**Metin bölümü:**
Evet kural öyle çok karmaşık değil aslında, ekonominin temel kuralını uygulamak yeterli. Nedir o? Arz artarsa fiyatlar düşer, talep artarsa fiyatlar yükselir. Arzdan kasıt üretimin artmasıdır. Üretim düşük olup, tüketmek için istekli fazla ise fiyat artışı kaçınılmazdır.

Sosyal medyayı takip ediyorum, ilginç veriler paylaşılıyor. Örneğin, Haziran 2023 ayında faiz oranı  % 15, dolar kuru 23,50 TL, Kasım 2023 ayı faiz % 40’ a yükseliyor, dolar kuru da 29 TL ye yükseliyor. Oysa faiz artınca dolara talebin düşmesi gerekeceğinden doların da faizin de düşmesi beklenir. Ama ülkemizde bu kural çalışmıyor.

Kural'ın çalışmamasının 2 nedeni var.

Birincisi, geçmişte nas var giyerek faiz oranında ciddi hatalar yapıldı. Covid salgını nedeniyle bütün dünyada enflasyon artmış ve dünyanın tüm ülkeleri enflasyonla mücadele için faiz artışı yaparken biz tam tersini yaptık. Faizi %8,5 oranına kadar düşürdük. Tabii bu nedenle enflasyon % 100’lere kadar çıktı. Bu tahribatın faturası şimdi ödeniyor.

Ancak bugün uygulanan para politikaları ile kesin bir sonuç alınması da mümkün değildir. Çünkü temel sorun üretimdir. Yukarıda da değindiğim üzere, arz dengesi ile talep dengesi kurulamıyorsa enflasyonun durdurulması zordur.

Basit bir örnek vermek istiyorum. 1993-1994 yıllarında Türkiye’de buğday ekim alanı 9,8 milyon hektardır. 2020 Yılına gelindiğinde ekim alanı 6,9 milyon hektara düştüğü görülmektedir. Buğday üretiminin miktarı da 22 milyon tondan ,17 milyon tonlara düştüğü gözlenmektedir. Nüfus artışı da dikkate alınırsa kişi başına düşen buğday miktarında %50 oranın da bir azalma olmuştur.

**Verilen kayıtlar:**
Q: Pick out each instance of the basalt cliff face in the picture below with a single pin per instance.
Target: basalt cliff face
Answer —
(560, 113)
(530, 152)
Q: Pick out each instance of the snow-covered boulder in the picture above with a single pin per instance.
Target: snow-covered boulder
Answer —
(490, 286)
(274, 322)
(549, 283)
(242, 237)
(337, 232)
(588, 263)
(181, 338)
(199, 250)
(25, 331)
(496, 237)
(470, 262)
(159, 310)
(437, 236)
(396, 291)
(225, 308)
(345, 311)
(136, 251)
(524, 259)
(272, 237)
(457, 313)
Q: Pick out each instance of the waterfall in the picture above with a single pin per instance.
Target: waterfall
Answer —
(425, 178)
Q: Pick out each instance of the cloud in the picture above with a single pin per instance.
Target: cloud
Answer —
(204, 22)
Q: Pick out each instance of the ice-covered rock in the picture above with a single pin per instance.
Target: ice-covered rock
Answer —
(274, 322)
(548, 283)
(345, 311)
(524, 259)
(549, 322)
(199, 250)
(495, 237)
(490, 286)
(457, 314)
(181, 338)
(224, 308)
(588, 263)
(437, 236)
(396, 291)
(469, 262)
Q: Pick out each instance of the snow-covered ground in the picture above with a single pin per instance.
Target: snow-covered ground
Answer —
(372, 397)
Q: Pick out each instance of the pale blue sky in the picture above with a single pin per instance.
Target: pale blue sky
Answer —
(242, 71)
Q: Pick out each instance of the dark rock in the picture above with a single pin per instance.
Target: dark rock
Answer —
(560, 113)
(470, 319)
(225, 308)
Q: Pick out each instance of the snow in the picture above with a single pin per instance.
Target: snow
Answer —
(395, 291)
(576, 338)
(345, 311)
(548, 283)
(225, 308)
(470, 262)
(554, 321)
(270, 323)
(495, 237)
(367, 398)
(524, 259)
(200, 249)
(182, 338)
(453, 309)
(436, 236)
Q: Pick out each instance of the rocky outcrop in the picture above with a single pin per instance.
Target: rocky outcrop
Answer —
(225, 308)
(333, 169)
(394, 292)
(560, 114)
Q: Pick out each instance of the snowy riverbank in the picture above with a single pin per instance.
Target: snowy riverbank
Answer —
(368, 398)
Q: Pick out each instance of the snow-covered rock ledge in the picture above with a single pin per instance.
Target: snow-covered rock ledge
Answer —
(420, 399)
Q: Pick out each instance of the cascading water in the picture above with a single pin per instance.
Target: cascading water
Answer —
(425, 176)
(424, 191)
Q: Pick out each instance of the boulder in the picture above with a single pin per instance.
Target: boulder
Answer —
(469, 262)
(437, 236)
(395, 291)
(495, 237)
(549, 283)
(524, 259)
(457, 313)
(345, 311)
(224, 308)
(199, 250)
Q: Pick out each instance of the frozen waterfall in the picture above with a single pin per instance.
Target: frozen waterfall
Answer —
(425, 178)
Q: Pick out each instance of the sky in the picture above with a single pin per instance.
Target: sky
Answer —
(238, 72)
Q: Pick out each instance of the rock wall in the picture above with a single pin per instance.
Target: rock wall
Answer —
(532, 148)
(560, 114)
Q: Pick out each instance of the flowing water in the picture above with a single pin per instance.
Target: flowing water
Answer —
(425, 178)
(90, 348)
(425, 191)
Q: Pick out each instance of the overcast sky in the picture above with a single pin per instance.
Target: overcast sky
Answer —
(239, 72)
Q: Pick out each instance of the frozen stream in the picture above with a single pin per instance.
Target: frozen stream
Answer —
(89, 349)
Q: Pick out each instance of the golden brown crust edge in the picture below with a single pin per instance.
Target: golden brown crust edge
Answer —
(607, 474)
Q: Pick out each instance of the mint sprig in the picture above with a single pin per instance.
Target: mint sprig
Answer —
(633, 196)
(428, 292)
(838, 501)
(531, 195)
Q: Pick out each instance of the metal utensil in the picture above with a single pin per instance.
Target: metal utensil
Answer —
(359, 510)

**Etkinlik 1:** Aşağıdaki ifadelerin enflasyon yazısıyla uyuşup uyuşmadığını belirtin. Her biri için evet ya da hayır deyin ve kararı belirleyen sözleri yazıdan aynen alıntılayın. (a) Kasım 2023'te faiz %40'a yükselmiştir. (b) Faiz %5 oranına kadar düşürülmüştür. (c) 2020'de buğday ekim alanı 6,9 milyon hektara düşmüştür.
**Etkinlik 2:** Enflasyon yazısına göre bugün uygulanan para politikalarıyla neden kesin bir sonuç alınamaz? Bir ile üç cümle arasında açıklayın.
**Etkinlik 3:** Enflasyon yazısını son cümlesinden sonra sürdürün.
Kayıtların bu çalışmada hiçbir rolü yoktur.

**Cevap alanı 1:**
(a) Evet: "Kasım 2023 ayı faiz % 40’ a yükseliyor"
(b) Hayır: "Faizi %8,5 oranına kadar düşürdük."
(c) Evet: "2020 Yılına gelindiğinde ekim alanı 6,9 milyon hektara düştüğü görülmektedir."

**Cevap alanı 2:** Yazıya göre temel sorun üretimdir. Arz dengesi ile talep dengesi kurulamadığı sürece enflasyonu durdurmak zordur.

**Cevap alanı 3:**
Aynı şekilde, ülkemizde 33 şeker fabrikasının üretim kapasitesi 3,6 milyon tondur. Toplam üretim ise 2,1 milyon ton civarında olup kapasite kullanımı %65 tir. Bu örnekler tarımsal alandaki üretim yetersizliğinin göstergeleridir. Bu duruma göre ekmek veya şeker fiyatlarının düşmesini beklemek mümkün mü?

Sanayi alanındaki üretimin durumumuz da çok çarpıcı görünüyor. Sanayi üretimi ve perakende satışlar (Temmuz 2022-100 ) endeksinde Temmuz 2023 ayın da sanayi ürünlerindeki artış oranı % 7,4 iken, aynı dönemde perakende satışlardaki yani tüketimdeki artış oranı % 31 olarak gerçekleşmiştir.

Diğer bir ifadeyle arzda artış % 7,4 olurken talepteki artış % 31 gibi çok yüksek gerçekleşmiştir. Bu durumda sadece para politikaları ile enflasyonu düşürmek bir hayaldir. Yaptığımız iş sadece doları baskılamak, tasarruf gücü olanların dolardan TL ye geçmesini sağlamak dışında bir anlamı bulunmamaktadır.

Şimdi şu sorulabilir. Enflasyonun % 5 olduğu yıllarda aynı politikalar uygulanmıyor muydu? O zaman niye enflasyon yoktu?

Nedeni şu. Üretim yani arz ithalatta düşük dolar kuruyla karşılanıyordu. Çünkü ülke yabancı sermaye cennetiydi. Borsa veya yatırım amaçlı yabancı sermayenin gelmesi dolar kaynaklı maliyetleri düşürüyordu. Dolar kuru uzun yıllar sabit bir halde devam etti. Diğer bir ifadeyle ithalat maliyetleri bir enflasyon yaratmıyordu.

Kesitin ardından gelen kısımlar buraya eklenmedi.